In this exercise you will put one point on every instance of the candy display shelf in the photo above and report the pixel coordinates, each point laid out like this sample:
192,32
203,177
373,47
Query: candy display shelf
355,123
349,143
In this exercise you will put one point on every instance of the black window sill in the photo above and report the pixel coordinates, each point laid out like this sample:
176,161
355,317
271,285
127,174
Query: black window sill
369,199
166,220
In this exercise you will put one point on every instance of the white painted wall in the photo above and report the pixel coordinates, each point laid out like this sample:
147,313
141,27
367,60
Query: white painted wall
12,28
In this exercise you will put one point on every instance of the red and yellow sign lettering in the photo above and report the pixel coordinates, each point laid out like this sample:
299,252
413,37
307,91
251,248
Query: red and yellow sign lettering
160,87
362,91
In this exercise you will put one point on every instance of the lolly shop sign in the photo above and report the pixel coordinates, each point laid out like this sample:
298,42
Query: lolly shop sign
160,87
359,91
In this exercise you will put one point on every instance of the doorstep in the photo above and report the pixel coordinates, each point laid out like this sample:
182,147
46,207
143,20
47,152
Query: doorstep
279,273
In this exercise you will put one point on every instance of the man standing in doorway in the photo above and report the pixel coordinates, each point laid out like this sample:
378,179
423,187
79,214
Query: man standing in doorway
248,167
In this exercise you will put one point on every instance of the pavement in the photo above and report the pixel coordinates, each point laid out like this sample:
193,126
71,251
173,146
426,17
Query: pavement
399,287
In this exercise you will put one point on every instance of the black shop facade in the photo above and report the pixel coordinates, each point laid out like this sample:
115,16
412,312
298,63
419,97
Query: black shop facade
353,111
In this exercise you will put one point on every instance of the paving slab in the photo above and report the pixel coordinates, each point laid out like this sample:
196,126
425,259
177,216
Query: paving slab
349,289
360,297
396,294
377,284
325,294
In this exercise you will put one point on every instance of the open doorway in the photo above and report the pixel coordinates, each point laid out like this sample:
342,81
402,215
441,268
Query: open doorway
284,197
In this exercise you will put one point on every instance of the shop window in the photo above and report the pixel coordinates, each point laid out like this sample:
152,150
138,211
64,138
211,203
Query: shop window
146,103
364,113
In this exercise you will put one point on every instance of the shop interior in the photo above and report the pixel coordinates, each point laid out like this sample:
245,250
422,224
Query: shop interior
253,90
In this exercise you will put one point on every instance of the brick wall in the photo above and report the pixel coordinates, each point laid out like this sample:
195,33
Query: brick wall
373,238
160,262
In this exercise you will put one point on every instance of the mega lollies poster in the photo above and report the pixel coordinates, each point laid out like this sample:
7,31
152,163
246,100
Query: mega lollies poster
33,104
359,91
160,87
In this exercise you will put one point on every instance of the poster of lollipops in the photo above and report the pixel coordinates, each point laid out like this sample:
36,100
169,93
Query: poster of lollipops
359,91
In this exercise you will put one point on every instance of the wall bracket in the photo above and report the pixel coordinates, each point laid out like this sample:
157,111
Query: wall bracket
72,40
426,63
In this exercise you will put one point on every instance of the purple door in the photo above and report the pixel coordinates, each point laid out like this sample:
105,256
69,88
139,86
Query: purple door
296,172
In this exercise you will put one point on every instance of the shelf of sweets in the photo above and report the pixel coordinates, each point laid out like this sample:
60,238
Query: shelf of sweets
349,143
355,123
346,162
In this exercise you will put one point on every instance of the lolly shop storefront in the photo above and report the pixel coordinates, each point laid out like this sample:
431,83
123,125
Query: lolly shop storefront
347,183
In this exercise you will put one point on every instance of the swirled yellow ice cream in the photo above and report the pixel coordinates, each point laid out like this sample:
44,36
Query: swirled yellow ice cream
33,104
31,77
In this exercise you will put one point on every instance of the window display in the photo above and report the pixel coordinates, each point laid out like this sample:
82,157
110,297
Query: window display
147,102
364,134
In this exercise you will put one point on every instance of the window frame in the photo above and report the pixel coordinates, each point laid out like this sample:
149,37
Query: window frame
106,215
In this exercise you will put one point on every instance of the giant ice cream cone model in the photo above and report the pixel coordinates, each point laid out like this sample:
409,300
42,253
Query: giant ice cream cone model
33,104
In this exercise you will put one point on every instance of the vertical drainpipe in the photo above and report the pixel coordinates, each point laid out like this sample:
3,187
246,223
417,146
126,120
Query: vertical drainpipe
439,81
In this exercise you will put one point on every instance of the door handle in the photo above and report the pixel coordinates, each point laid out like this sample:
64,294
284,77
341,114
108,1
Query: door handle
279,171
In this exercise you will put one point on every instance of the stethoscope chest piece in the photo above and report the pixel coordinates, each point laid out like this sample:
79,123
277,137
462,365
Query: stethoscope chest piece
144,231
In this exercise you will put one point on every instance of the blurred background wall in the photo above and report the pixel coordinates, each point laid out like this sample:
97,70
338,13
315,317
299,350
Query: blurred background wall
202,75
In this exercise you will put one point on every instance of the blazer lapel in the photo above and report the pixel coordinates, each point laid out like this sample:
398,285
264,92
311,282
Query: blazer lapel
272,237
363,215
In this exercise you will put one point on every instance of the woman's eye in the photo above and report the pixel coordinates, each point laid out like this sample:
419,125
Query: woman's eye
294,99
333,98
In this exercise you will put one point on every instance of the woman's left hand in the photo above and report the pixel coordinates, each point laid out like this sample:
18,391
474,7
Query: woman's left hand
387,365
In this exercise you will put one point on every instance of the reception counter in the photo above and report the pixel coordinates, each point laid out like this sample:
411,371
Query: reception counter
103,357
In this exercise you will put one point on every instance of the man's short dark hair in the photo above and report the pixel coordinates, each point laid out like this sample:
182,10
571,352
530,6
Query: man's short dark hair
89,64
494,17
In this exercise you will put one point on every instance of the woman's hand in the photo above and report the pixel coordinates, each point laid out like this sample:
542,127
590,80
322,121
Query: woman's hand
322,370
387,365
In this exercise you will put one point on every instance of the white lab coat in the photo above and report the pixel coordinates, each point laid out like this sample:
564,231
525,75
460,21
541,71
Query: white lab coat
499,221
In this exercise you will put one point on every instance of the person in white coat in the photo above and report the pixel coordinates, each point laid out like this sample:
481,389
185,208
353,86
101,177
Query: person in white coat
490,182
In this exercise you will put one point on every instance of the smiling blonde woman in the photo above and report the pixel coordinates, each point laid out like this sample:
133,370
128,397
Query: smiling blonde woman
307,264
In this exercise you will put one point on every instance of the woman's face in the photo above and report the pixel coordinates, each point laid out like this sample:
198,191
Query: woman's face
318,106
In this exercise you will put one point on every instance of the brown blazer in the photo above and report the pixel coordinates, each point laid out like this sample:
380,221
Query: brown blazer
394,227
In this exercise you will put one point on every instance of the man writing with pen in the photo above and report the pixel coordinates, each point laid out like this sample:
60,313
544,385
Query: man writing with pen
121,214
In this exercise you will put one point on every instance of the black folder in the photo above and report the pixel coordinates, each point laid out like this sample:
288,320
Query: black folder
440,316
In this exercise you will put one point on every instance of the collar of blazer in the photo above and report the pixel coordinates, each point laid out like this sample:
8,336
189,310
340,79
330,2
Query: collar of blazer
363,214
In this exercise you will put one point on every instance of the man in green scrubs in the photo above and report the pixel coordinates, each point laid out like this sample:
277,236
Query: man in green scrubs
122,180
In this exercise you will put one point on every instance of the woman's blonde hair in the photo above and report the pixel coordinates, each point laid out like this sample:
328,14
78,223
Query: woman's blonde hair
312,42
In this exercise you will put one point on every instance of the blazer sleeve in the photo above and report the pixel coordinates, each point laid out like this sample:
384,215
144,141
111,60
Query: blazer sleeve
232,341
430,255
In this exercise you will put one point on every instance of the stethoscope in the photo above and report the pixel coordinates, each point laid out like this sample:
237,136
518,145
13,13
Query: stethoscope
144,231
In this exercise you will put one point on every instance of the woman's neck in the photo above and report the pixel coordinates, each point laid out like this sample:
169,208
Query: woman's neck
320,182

_WHAT THIS TASK INVOLVES:_ Word for word, extract all the records.

_COMPLETED TASK:_
In this exercise you will put one point on every instance of the candy display shelf in the photo above and report the pixel coordinates, each point laid out like this sample:
192,32
203,177
373,47
Query: candy display shelf
355,123
349,143
In this exercise you will put one point on every instance of the black window sill in the photo above and report the pixel coordinates, each point laid out like this sample:
176,161
355,317
271,285
127,174
Query: black window sill
369,199
166,220
In this exercise you will put one point on every instance of the white painted wall in the photo above and report the pixel coordinates, each point laid out like this sample:
147,313
141,27
367,60
Query: white painted wall
12,28
In this exercise you will put one point on every instance of the red and yellow sign lettering in the photo above and report the pixel coordinates, each point laid out like this sample:
299,252
413,37
307,91
251,248
Query: red and yellow sign lettering
160,87
362,91
In this exercise you will put one point on every instance of the lolly shop sign in the photo above and report the pixel coordinates, each point laid out like this sample:
298,42
Query: lolly shop sign
160,87
359,91
In this exercise you will put one point on every instance of the doorstep in the photo above and report the pixel coordinates, each point laid out like this sample:
182,147
46,207
143,20
47,152
Query: doorstep
279,273
In this exercise you will put one point on every instance of the man standing in doorway in the photo above and report the pixel coordinates, each point laid out like this sample:
378,179
423,187
79,214
Query: man standing in doorway
248,167
In this exercise you will put one point on every instance of the pavement in the photo above and report the pixel coordinates, each point laid out like this sample:
193,126
71,251
173,146
426,17
Query: pavement
399,287
In this exercise you will put one point on every instance of the black shop facade in the photo above and report the pixel coordinates, each point laid out like this sample:
115,16
412,312
298,63
419,97
Query: black shop facade
353,111
In this exercise you will put one point on every instance of the paving slab in the photo above and report the pixel coordinates, each point laid out like this sample:
196,126
425,259
177,216
Query: paving slab
349,289
360,297
396,294
377,284
325,294
In this exercise you will put one point on every instance of the open doorway in the photo above and report the pixel coordinates, each point laid out like this sample:
342,81
402,215
441,268
Query: open doorway
284,197
In this exercise you will put one point on every instance of the shop window in the photo above and report the pixel coordinates, each point laid out like this sample:
152,150
138,211
64,138
211,203
Query: shop window
146,103
364,113
In this exercise you will put one point on every instance of the shop interior in the photo above and report the pixel coordinates, each point laid out like this sample:
245,250
422,224
Query: shop interior
253,90
In this exercise you will put one point on every instance of the brick wall in the photo above and report the pixel coordinates, each point laid out like this sample:
195,33
Query: brick wall
373,238
160,262
In this exercise you will put one point on every instance of the mega lollies poster in the photo above and report the pixel coordinates, each point laid out like this sample:
7,31
152,163
246,100
Query: mega lollies poster
33,104
359,91
160,87
In this exercise you will put one point on every instance of the poster of lollipops in the photo above and report the pixel coordinates, each point laid out like this sample:
36,100
169,93
Query: poster of lollipops
359,91
In this exercise you will put one point on every instance of the wall bracket in the photo above and report the pixel coordinates, each point laid out like this sample:
157,111
Query: wall bracket
72,40
426,63
In this exercise you will put one point on every instance of the purple door in the photo above and report the pixel coordinates, each point laid out like this sample:
105,256
69,88
139,86
Query: purple door
296,172
In this exercise you will put one point on every instance of the shelf of sweets in the photo above and report the pixel coordinates, each point laid out like this sample:
60,238
Query: shelf of sweets
349,143
355,123
346,162
In this exercise you will put one point on every instance of the lolly shop storefront in the photo above and report the pixel coordinates, each point laid out like this sample:
431,83
123,125
Query: lolly shop storefront
347,183
In this exercise you will put one point on every instance of the swirled yellow ice cream in the photo above and report the pixel coordinates, each point laid out like this sample:
44,36
Query: swirled yellow ice cream
33,104
31,77
In this exercise you will put one point on every instance of the window display in the photo above and report the pixel coordinates, each point laid out like this sample:
82,157
110,297
Query: window display
147,102
364,134
In this exercise you will put one point on every instance of the window frame in the photo above and report the pixel coordinates, each point laid out like this sample:
149,37
Query: window frame
106,215
In this exercise you will put one point on every instance of the giant ice cream cone model in the photo above and report the pixel coordinates, each point laid out like this sample:
409,300
42,253
Query: giant ice cream cone model
33,104
In this exercise you will put one point on every instance of the vertical drainpipe in the photo above and report the pixel coordinates, each point laid out like this sample:
3,187
246,223
417,146
126,120
Query: vertical drainpipe
439,81
In this exercise you will put one point on every instance of the door handle in the photo above and report the pixel coordinates, each point laid out like this sample:
64,294
284,77
341,114
108,1
Query: door handle
279,171
In this exercise you will put one point on every instance of the stethoscope chest piece in the photo above and report the pixel coordinates, each point laid out like this sample:
79,123
277,137
462,365
Query: stethoscope chest piece
144,231
In this exercise you will put one point on every instance of the blurred background wall in the photo above and report the pixel coordinates, each point laid out like this sample:
97,70
338,13
315,317
299,350
Query: blurred background wall
202,75
In this exercise you will put one point on every instance of the blazer lapel in the photo above and report the pixel coordinates, each point laid out like this sample:
398,285
264,92
311,282
Query: blazer lapel
272,237
363,215
In this exercise you will put one point on every instance of the woman's eye in the photo above and report the pixel coordinates, each point laid out like this sample:
419,125
Query: woman's eye
294,99
333,98
In this exercise you will put one point on every instance of the woman's left hand in the photo above and report the pixel coordinates, each point laid out like this sample:
18,391
474,7
Query: woman's left hand
387,365
In this exercise you will put one point on every instance of the reception counter in the photo above and report the pixel coordinates, each point laid out like this sample:
411,371
Query: reception counter
103,357
In this exercise you will put one point on every instance of the man's short dark hair in the photo above and report the pixel coordinates, each point laid out like this sample:
182,10
571,352
530,6
Query: man's short dark hair
89,64
494,17
In this exercise you will put one point on every instance of the woman's hand in the photo above and report the pixel coordinates, each point laid out like this sample:
542,127
590,80
322,121
Query: woman's hand
322,370
387,365
In this exercise you will put one point on every instance of the white lab coat in the photo above and report the pixel coordinates, each point laid out like this sample:
564,231
525,75
460,21
541,71
Query: white lab coat
499,221
In this exercise you will put one point on every instance of the person in white coat in the photo above and report the pixel coordinates, each point laid out like this sample:
481,389
185,208
353,86
101,177
Query: person in white coat
490,182
In this exercise you will put one point on every instance of the smiling blonde woman in the photo above and report the pixel coordinates, each point laid out like this sample:
133,370
128,397
Query: smiling blonde woman
307,264
In this exercise you will put one point on every instance of the woman's face in the photo above and report the pixel coordinates, each point laid out like this sample:
198,191
Query: woman's face
318,106
In this exercise you will put one point on every instance of the brown blazer in the photo above and report the pixel coordinates, each point laid out like this sample:
380,221
Query: brown blazer
394,227
In this exercise you will put one point on every instance of the man writing with pen in the photo above and report the pixel coordinates, each point laid out like this sample:
60,313
544,385
Query: man writing with pen
121,214
In this exercise you will put one point on every instance of the black folder in the photo above and report the pixel coordinates, each point laid out like this sample:
288,320
Query: black folder
440,316
In this exercise you will put one point on every instance of the collar of blazer in the photo above and report the pixel coordinates, each point laid out like this sample:
8,336
189,310
340,79
330,2
Query: collar of blazer
363,214
In this exercise you will put one point on every instance of the man in green scrubs in the photo above and report the pixel coordinates, each point laid out like this sample:
277,236
Query: man in green scrubs
122,180
In this exercise you will put one point on every instance of the woman's blonde hair in the photo above and report the pixel coordinates, each point laid out like this sample:
328,14
78,223
Query: woman's blonde hair
312,42
In this exercise you will put one point on every instance of the blazer sleeve in the photo above and report the pixel coordinates, each point laid out like this sample:
384,215
144,141
111,60
Query: blazer sleeve
232,341
430,255
In this exercise you will put one point on every instance of the stethoscope in the photo above and report the pixel coordinates, each point laid out like this sample:
237,136
518,145
13,13
Query: stethoscope
144,231
In this exercise you will put one point on every instance of the woman's neck in the photo above and report the pixel coordinates, each point laid out like this sample:
169,208
Query: woman's neck
320,182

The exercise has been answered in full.